What needs to be done
How many lines in the items below contain the string "where", counting only matches with the same capitalization? Reply with the number alone.

----- Given records

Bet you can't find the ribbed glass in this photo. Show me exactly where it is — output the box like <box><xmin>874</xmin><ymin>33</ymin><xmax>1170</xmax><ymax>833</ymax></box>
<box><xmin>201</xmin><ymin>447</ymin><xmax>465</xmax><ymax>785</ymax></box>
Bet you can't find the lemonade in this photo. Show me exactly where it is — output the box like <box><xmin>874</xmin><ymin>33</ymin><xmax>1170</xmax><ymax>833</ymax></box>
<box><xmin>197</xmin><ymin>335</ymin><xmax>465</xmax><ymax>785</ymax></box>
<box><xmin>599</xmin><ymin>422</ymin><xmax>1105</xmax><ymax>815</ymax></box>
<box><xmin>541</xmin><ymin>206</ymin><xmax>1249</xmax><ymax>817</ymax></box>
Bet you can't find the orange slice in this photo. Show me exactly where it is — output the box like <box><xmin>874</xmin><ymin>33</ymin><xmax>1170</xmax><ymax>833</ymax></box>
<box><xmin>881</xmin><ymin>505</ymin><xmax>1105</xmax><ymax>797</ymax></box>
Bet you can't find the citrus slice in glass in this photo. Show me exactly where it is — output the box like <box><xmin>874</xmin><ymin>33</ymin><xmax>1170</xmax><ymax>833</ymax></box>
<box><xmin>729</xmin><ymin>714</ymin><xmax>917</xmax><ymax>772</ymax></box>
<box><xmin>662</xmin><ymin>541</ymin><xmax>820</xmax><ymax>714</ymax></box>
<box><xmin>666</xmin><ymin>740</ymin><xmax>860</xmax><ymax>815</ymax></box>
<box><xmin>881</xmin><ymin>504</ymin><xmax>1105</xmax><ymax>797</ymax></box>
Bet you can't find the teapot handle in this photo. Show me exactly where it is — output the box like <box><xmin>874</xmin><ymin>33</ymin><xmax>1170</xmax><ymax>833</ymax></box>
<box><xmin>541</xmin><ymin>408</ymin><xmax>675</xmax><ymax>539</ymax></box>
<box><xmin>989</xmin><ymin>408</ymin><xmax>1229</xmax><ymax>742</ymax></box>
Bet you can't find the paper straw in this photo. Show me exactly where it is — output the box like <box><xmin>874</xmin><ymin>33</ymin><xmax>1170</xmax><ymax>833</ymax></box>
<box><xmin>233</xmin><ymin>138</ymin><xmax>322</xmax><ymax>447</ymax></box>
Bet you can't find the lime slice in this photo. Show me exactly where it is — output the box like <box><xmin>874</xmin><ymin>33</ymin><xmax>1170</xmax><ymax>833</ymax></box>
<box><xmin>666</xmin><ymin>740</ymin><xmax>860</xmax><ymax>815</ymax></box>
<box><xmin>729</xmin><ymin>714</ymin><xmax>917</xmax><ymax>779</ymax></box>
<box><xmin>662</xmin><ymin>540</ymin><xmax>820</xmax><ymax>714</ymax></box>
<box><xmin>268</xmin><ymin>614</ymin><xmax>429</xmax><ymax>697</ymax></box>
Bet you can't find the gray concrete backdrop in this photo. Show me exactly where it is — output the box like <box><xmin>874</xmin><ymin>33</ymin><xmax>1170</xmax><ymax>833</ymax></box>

----------

Complete answer
8